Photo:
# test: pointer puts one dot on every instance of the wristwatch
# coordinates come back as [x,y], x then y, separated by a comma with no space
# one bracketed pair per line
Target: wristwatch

━━━━━━━━━━

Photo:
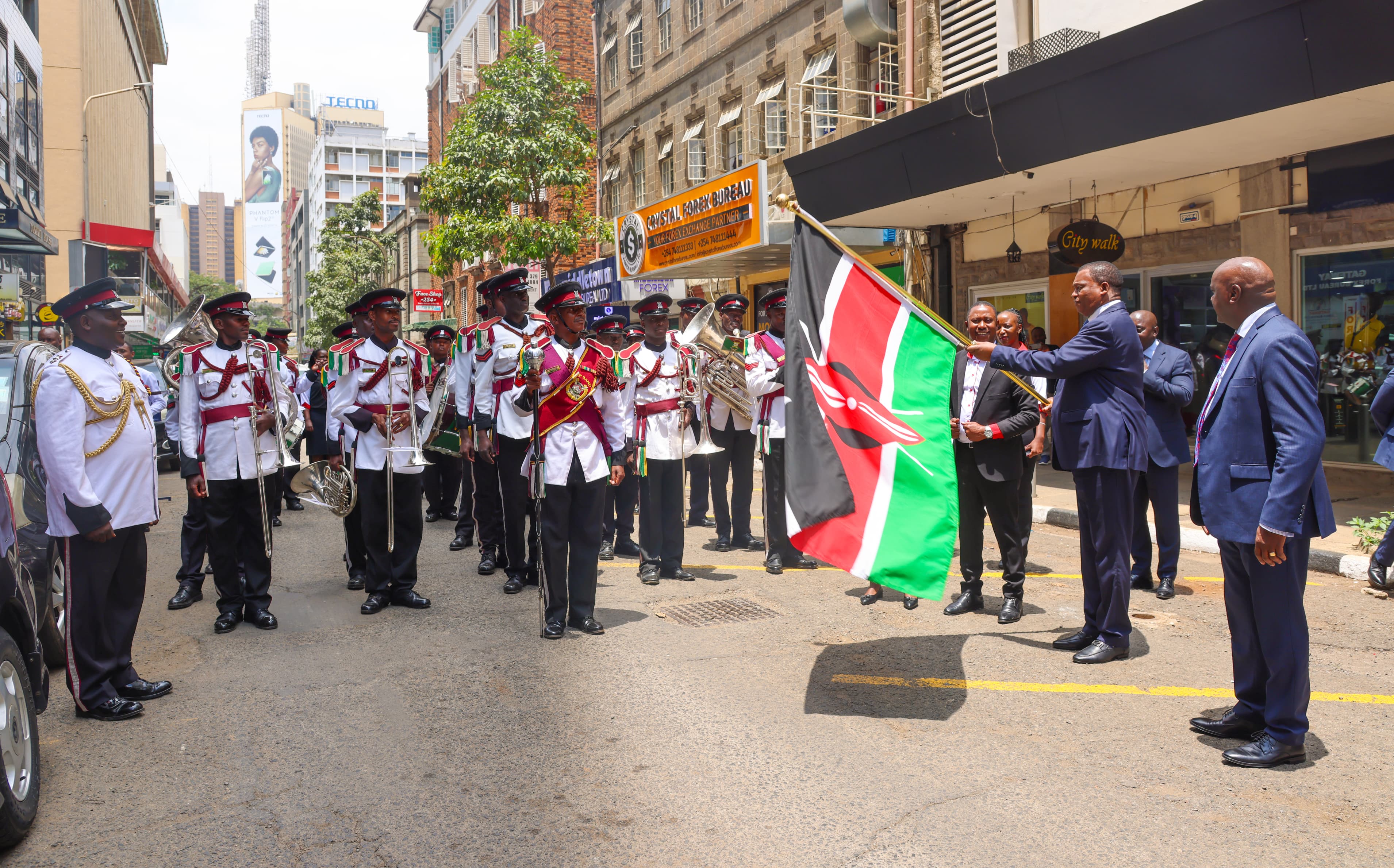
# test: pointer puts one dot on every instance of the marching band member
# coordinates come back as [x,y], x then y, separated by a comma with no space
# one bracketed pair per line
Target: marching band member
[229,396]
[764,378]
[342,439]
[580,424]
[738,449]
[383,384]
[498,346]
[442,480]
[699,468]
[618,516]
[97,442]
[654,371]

━━━━━━━━━━

Among the lines of the material, find those holding the word "puts" and return them.

# test: pointer puts one dot on every instance of the wristwatch
# test: pointer puts one dot on every instance of the marching band member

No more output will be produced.